**Text block**
This layer connects behavioral theory to the simulation and forecasting tools that planners and engineers already use.

A Running Example: Public Transit Use

To make the series concrete, one behavior will reappear across many posts: the decision to use (or not use) public transit.

What different models reveal about transit use
KAP
Describes
TPB
Explains
DCM
Predicts
COM-B
Diagnoses
ABM
Simulates

Each model answers a different question about the same behavior. No single model is "best." The right model depends on the research question.

A KAP survey might find that 85% of commuters know about the bus rapid transit line, but only 12% use it regularly. That gap is the starting point. TPB would investigate whether attitudes toward transit, perceived social norms, and perceived behavioral control predict the intention to ride. A discrete choice model would estimate how travel time, cost, frequency, and reliability affect mode choice. COM-B would diagnose whether the gap is about capability, opportunity, or motivation. An agent-based model would simulate how changes in service frequency ripple through the commuter population.

Same behavior. Different questions. Different models.

What This Series Is Not

This series does not attempt to crown one model as “the best.” The best behavior model depends on the behavior, the mechanism of interest, the available data, and the decision context. A model that is excellent for explaining evacuation intentions may be useless for predicting route choice. A model that diagnoses barriers to cycling may not simulate system-level congestion.

This series is also not a survey of every theory ever proposed. There are hundreds of behavior models in the literature. The series focuses on those most relevant to transportation, planning, safety, sustainability, and policy — and emphasizes depth over breadth.

The guiding question for every post: What does this model help us understand, what does it miss, and when should we use it?

Series Structure Preview

The series is planned in six parts, roughly following the six layers above:

Part 1: Foundations (Posts 1–5)

What is behavior modeling? Why does knowledge not always change behavior? KAP framework. Theory of Planned Behavior. KAP vs. TPB comparison.

Part 2: Risk & Safety (Posts 6–9)

Health Belief Model. Protection Motivation Theory. Transtheoretical Model. Social Cognitive Theory.

Part 3: Motivation & Norms (Posts 10–14)

Self-Determination Theory. Diffusion of Innovations. Norm Activation Model. Value-Belief-Norm Theory. Social Practice Theory.

**Your assignment**
Please extend the overview of the behavior modeling series from the point where it stops. The material has nothing to do with this.

(Items from a data source)
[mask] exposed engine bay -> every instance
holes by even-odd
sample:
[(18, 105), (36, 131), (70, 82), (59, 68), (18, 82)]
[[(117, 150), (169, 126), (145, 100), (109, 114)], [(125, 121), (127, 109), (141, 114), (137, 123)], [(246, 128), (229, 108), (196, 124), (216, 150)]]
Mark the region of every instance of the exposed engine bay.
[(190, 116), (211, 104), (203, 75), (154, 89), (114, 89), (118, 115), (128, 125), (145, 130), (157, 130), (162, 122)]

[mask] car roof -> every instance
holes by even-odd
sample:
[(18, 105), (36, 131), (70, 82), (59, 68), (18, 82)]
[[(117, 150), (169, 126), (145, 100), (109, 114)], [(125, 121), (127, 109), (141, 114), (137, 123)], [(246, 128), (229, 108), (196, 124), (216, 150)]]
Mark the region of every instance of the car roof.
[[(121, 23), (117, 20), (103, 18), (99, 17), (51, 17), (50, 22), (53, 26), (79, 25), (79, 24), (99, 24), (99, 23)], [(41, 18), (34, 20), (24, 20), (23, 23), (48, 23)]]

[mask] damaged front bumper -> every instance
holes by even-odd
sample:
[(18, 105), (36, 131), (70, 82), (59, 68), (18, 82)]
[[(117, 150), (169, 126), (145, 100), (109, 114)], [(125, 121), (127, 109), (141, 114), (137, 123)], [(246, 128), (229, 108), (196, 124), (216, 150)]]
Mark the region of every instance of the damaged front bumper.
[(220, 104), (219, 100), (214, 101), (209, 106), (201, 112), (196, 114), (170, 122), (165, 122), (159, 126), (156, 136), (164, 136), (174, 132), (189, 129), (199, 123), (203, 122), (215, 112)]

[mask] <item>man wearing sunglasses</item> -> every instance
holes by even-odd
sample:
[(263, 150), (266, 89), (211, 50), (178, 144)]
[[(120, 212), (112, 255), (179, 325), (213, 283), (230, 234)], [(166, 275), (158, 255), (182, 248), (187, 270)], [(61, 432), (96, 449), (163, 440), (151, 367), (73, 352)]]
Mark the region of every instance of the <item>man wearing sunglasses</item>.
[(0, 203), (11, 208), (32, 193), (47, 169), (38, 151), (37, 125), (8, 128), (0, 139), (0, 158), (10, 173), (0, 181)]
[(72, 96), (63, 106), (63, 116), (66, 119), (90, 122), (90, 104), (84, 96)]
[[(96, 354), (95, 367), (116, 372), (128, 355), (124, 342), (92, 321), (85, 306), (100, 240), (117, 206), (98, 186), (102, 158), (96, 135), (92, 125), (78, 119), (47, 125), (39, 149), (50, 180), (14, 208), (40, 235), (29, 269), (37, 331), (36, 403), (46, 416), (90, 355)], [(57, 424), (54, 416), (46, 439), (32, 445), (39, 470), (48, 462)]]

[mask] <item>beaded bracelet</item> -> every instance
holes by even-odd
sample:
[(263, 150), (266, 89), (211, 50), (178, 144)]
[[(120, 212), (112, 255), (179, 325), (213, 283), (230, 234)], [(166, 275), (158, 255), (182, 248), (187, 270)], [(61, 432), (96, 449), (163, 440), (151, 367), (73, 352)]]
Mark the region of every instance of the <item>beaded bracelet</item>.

**Output of the task**
Part 4: Choice & Decision (Posts 15–19)

Discrete Choice Models. Prospect Theory. Bounded Rationality. Habit Theory. Dual-Process Models.

Part 5: Intervention Design (Posts 20–23)

COM-B. Behaviour Change Wheel. Theoretical Domains Framework. Nudge Theory and Choice Architecture.

Part 6: System Modeling (Posts 24–30)

Agent-Based Modeling. Activity-Based Travel Models. System Dynamics. Hybrid Choice Models. Machine Learning. Integration. Final Synthesis.

Key Takeaway

Every transportation and planning system is, at bottom, a human behavior system. The infrastructure, policies, and technologies are the stage. The behavior is the play. Understanding why people do what they do — not just what they should do — is the foundation of effective planning, design, and policy.

Key References
Exercises and Discussion Questions
  1. Choose a specific transportation behavior (e.g., cycling to work, speeding on highways, refusing to evacuate). List three factors you believe influence that behavior. Now classify each factor: is it about knowledge, attitude, habit, perceived risk, social norms, system design, or something else? What does this tell you about which kind of model might be needed?
  2. A city has built a state-of-the-art cycling network, but cycling mode share has barely increased. Using the six-layer framework from this post, at which layer or layers would you start investigating? Why?
  3. Consider the distinction between "What should people do?" and "Why do people behave the way they do?" How does this shift change the kinds of solutions a transportation planner might consider for reducing car dependency?